Image point grounding data
------------------------------

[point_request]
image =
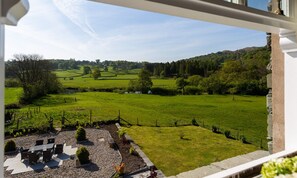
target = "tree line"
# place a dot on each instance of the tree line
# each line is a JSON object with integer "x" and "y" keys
{"x": 239, "y": 72}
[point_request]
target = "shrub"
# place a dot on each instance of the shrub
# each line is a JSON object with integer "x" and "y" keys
{"x": 132, "y": 151}
{"x": 80, "y": 134}
{"x": 194, "y": 122}
{"x": 243, "y": 139}
{"x": 120, "y": 169}
{"x": 10, "y": 146}
{"x": 215, "y": 129}
{"x": 12, "y": 83}
{"x": 182, "y": 135}
{"x": 121, "y": 132}
{"x": 227, "y": 133}
{"x": 192, "y": 90}
{"x": 83, "y": 155}
{"x": 280, "y": 168}
{"x": 163, "y": 91}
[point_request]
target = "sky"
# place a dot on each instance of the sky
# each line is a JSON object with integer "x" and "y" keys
{"x": 85, "y": 30}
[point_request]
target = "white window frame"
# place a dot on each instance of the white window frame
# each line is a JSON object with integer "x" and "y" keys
{"x": 216, "y": 11}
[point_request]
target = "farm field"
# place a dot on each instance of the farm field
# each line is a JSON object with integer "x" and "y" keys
{"x": 199, "y": 147}
{"x": 246, "y": 115}
{"x": 108, "y": 80}
{"x": 12, "y": 95}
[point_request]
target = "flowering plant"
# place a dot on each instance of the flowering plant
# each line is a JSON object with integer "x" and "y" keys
{"x": 282, "y": 167}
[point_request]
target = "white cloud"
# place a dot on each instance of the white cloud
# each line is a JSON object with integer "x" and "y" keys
{"x": 86, "y": 30}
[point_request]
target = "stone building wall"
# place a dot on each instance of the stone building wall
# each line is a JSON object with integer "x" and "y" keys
{"x": 278, "y": 143}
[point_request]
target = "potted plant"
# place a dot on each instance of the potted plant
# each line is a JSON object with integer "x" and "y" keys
{"x": 282, "y": 167}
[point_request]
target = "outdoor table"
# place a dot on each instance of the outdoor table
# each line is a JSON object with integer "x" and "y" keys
{"x": 41, "y": 147}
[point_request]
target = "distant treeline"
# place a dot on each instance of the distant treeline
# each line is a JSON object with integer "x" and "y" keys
{"x": 236, "y": 72}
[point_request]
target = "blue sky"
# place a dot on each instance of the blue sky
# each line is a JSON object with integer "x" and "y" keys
{"x": 85, "y": 30}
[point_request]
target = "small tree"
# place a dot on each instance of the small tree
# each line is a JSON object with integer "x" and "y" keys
{"x": 180, "y": 84}
{"x": 227, "y": 133}
{"x": 83, "y": 155}
{"x": 10, "y": 146}
{"x": 80, "y": 134}
{"x": 144, "y": 81}
{"x": 96, "y": 73}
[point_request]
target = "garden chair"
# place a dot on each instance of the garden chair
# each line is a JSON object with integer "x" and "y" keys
{"x": 50, "y": 140}
{"x": 59, "y": 148}
{"x": 24, "y": 153}
{"x": 47, "y": 155}
{"x": 39, "y": 142}
{"x": 33, "y": 157}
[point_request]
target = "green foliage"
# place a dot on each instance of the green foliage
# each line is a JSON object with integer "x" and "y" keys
{"x": 192, "y": 90}
{"x": 83, "y": 155}
{"x": 121, "y": 132}
{"x": 35, "y": 76}
{"x": 281, "y": 166}
{"x": 80, "y": 134}
{"x": 227, "y": 133}
{"x": 9, "y": 146}
{"x": 143, "y": 83}
{"x": 96, "y": 73}
{"x": 163, "y": 91}
{"x": 12, "y": 83}
{"x": 215, "y": 129}
{"x": 243, "y": 139}
{"x": 195, "y": 80}
{"x": 132, "y": 151}
{"x": 194, "y": 122}
{"x": 180, "y": 83}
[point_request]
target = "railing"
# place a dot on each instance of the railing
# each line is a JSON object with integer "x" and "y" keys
{"x": 253, "y": 168}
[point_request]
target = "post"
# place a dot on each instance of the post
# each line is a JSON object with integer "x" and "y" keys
{"x": 2, "y": 85}
{"x": 90, "y": 117}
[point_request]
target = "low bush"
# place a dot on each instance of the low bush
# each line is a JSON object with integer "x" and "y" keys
{"x": 121, "y": 132}
{"x": 192, "y": 90}
{"x": 215, "y": 129}
{"x": 194, "y": 122}
{"x": 12, "y": 83}
{"x": 83, "y": 155}
{"x": 10, "y": 146}
{"x": 227, "y": 133}
{"x": 243, "y": 139}
{"x": 281, "y": 167}
{"x": 80, "y": 134}
{"x": 132, "y": 151}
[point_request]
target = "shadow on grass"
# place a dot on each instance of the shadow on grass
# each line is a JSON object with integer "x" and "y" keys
{"x": 87, "y": 142}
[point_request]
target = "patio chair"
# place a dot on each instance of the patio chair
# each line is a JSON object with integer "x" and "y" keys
{"x": 39, "y": 142}
{"x": 33, "y": 157}
{"x": 59, "y": 148}
{"x": 50, "y": 140}
{"x": 24, "y": 153}
{"x": 47, "y": 155}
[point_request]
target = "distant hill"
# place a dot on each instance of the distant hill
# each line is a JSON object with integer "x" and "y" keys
{"x": 221, "y": 56}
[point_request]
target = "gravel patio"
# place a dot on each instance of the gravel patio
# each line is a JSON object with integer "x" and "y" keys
{"x": 103, "y": 158}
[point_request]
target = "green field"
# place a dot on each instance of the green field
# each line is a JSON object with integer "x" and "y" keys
{"x": 174, "y": 155}
{"x": 12, "y": 95}
{"x": 108, "y": 80}
{"x": 246, "y": 115}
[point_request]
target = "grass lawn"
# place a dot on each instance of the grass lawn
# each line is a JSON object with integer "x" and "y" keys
{"x": 174, "y": 155}
{"x": 244, "y": 116}
{"x": 120, "y": 81}
{"x": 12, "y": 95}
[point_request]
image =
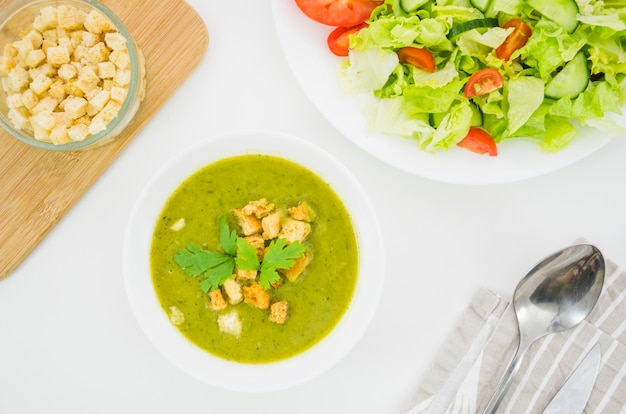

------------------------------

Could the entries above be restated word for word, with the pictures left out?

- **Solution to this problem**
[point_request]
image =
target = "tree line"
# place a dot on each instance of the tree line
# each line is a JSON object with integer "x" and "y" keys
{"x": 239, "y": 72}
[point_request]
target = "shrub"
# place a dot on each instance of the shrub
# each line is a JSON object with integer "x" and "y" keys
{"x": 132, "y": 151}
{"x": 80, "y": 134}
{"x": 194, "y": 122}
{"x": 243, "y": 139}
{"x": 120, "y": 169}
{"x": 10, "y": 146}
{"x": 215, "y": 129}
{"x": 12, "y": 83}
{"x": 182, "y": 135}
{"x": 121, "y": 132}
{"x": 227, "y": 133}
{"x": 192, "y": 90}
{"x": 83, "y": 155}
{"x": 280, "y": 168}
{"x": 163, "y": 91}
[point_request]
target = "sky"
# place a dot on each instance of the sky
# each line is a JSON object with integer "x" and "y" keys
{"x": 85, "y": 30}
[point_request]
target = "white window frame"
# place a dot on each instance of the white window frame
# each line is a JSON object with integer "x" and "y" keys
{"x": 216, "y": 11}
[point_request]
target = "farm field"
# place a dot on each instance of the farm field
# each line is a JSON object with integer "x" and "y" keys
{"x": 199, "y": 147}
{"x": 246, "y": 115}
{"x": 108, "y": 80}
{"x": 12, "y": 95}
[point_request]
target = "flowering plant"
# place a dot on each instance of the flowering plant
# each line is a JSON object with integer "x" and "y" keys
{"x": 282, "y": 167}
[point_request]
target = "white cloud"
# place a dot on each instance of the white cloud
# each line is a JSON object with integer "x" and "y" keys
{"x": 86, "y": 30}
[point_request]
target = "stone building wall"
# place a dot on each instance of the stone building wall
# each line is a JSON object with integer "x" and "y" keys
{"x": 278, "y": 143}
[point_request]
target = "potted plant"
# place a dot on each instance of the potted plant
# each line is a JSON object with integer "x" and "y" keys
{"x": 282, "y": 167}
[point_request]
target = "outdoor table"
# place a dot on each instance of the outdoor table
# each line is a JSON object with integer "x" and "y" keys
{"x": 41, "y": 147}
[point_request]
target = "distant treeline"
# place a dot on each instance of the distant treeline
# each line is a JSON object with integer "x" and "y" keys
{"x": 236, "y": 72}
[point_request]
target = "blue sky"
# place a dot on each instance of the blue sky
# each line is a JSON object with integer "x" and "y" keys
{"x": 85, "y": 30}
[point_request]
target = "small tree"
# place a dot on each instance of the small tree
# each line is a JSON object with integer "x" and "y" keys
{"x": 180, "y": 84}
{"x": 227, "y": 133}
{"x": 83, "y": 155}
{"x": 10, "y": 146}
{"x": 80, "y": 134}
{"x": 144, "y": 81}
{"x": 96, "y": 73}
[point_request]
target = "garden chair"
# place a dot on each instance of the garden chair
# each line is a JSON object with integer "x" and "y" keys
{"x": 50, "y": 140}
{"x": 59, "y": 148}
{"x": 24, "y": 153}
{"x": 47, "y": 155}
{"x": 39, "y": 142}
{"x": 33, "y": 157}
[point_request]
target = "green foliage"
# place a dot on each instance of the green foliage
# each line is a JSON object with integer "x" and "y" keys
{"x": 192, "y": 90}
{"x": 83, "y": 155}
{"x": 121, "y": 132}
{"x": 35, "y": 76}
{"x": 281, "y": 166}
{"x": 80, "y": 134}
{"x": 227, "y": 133}
{"x": 9, "y": 146}
{"x": 143, "y": 83}
{"x": 96, "y": 73}
{"x": 163, "y": 91}
{"x": 12, "y": 83}
{"x": 215, "y": 129}
{"x": 243, "y": 139}
{"x": 195, "y": 80}
{"x": 132, "y": 151}
{"x": 194, "y": 122}
{"x": 180, "y": 83}
[point_request]
target = "railing"
# place a dot on each instance of the railing
# each line is a JSON object with integer "x" and "y" keys
{"x": 253, "y": 168}
[point_request]
target = "post"
# place a dot on each instance of the post
# each line is a JSON object with integer "x" and "y" keys
{"x": 2, "y": 85}
{"x": 90, "y": 117}
[point_request]
target = "low bush"
# place a dot on each instance of the low bush
# each line is a JSON object with integer "x" and "y" keys
{"x": 121, "y": 132}
{"x": 192, "y": 90}
{"x": 215, "y": 129}
{"x": 194, "y": 122}
{"x": 12, "y": 83}
{"x": 83, "y": 155}
{"x": 10, "y": 146}
{"x": 227, "y": 133}
{"x": 243, "y": 139}
{"x": 281, "y": 167}
{"x": 80, "y": 134}
{"x": 132, "y": 151}
[point_request]
target = "shadow on grass"
# place a dot on each instance of the shadow on grass
# each line is a JSON object with integer "x" and "y" keys
{"x": 87, "y": 142}
[point_request]
target = "patio chair"
# place a dot on each instance of the patio chair
# each line is a JSON object with integer "x" and "y" keys
{"x": 39, "y": 142}
{"x": 33, "y": 157}
{"x": 59, "y": 148}
{"x": 50, "y": 140}
{"x": 24, "y": 153}
{"x": 47, "y": 155}
[point_request]
target = "distant hill"
# place a dot on each instance of the distant hill
# each line is a JSON object with integer "x" and "y" keys
{"x": 221, "y": 56}
[point_request]
target = "gravel patio"
# place a dot on each instance of the gravel patio
# each line is a JSON object with integer "x" and "y" keys
{"x": 103, "y": 158}
[point_request]
target = "green field"
# place a dot on each instance of the green field
# each line is a JSON object with integer "x" and "y" keys
{"x": 174, "y": 155}
{"x": 12, "y": 95}
{"x": 108, "y": 80}
{"x": 246, "y": 115}
[point_request]
target = "grass lawn"
# place a dot on each instance of the grass lawn
# each line is a JSON object with integer "x" and "y" keys
{"x": 174, "y": 155}
{"x": 244, "y": 116}
{"x": 120, "y": 81}
{"x": 12, "y": 95}
[point_request]
image =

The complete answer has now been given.